▶ _WORK ITEM_: Everything in the listing except the pictures should be written out exactly.

═══ TASK INPUTS ═══

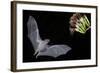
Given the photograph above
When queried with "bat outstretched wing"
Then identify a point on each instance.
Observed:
(54, 51)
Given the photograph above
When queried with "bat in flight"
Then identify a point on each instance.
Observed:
(41, 47)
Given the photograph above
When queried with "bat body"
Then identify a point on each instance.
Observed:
(41, 47)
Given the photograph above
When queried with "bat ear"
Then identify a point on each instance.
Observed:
(31, 24)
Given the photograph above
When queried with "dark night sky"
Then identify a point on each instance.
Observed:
(55, 26)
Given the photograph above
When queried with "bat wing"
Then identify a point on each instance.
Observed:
(33, 32)
(54, 51)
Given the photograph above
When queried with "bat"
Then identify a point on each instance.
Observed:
(41, 47)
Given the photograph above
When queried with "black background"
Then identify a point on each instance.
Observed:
(55, 26)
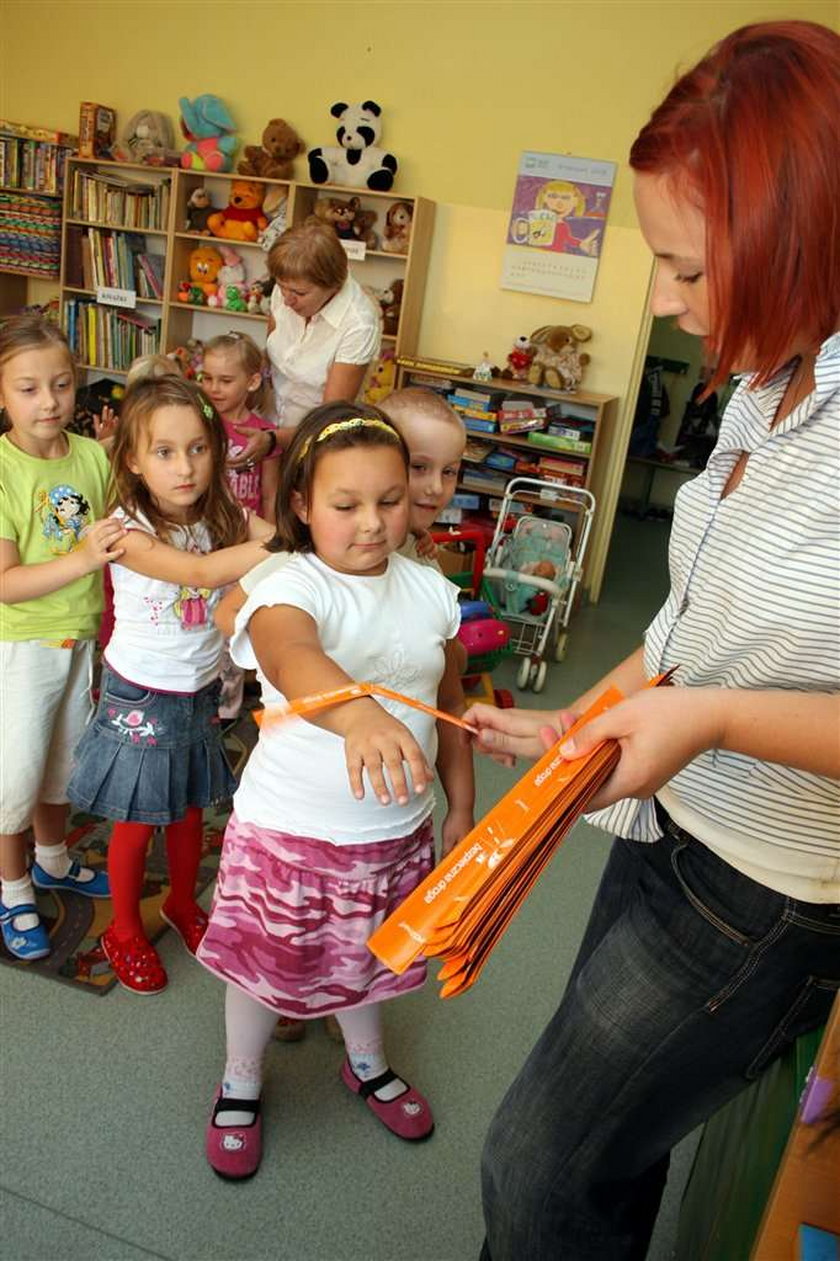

═══

▶ _OUTPUT FOR THIS EXERCISE_:
Given the photograph above
When queried with "bat outstretched wing"
Then identify a point on each instance.
Observed:
(54, 51)
Given the photograph above
When queried with "bat in flight"
Then identify a point on each instance.
Observed:
(41, 47)
Given the photograph above
When queried with "bat body"
Then identify a point on each instance.
Observed:
(41, 47)
Given the photograph above
When queried with "bat ear"
Then identify a point on each instance.
Observed:
(31, 24)
Given the photograph above
When queried with "dark night sky"
Then identify a point on each instance.
Observed:
(55, 26)
Given the photograph above
When queried with "bat wing"
Then identify a point on each instance.
Observed:
(33, 32)
(54, 51)
Given the photograph above
When queried with "bat"
Then identify a point on each instance.
Observed:
(41, 47)
Given the photograph above
When queried with "black background"
Then identify a point on each instance.
Observed:
(55, 26)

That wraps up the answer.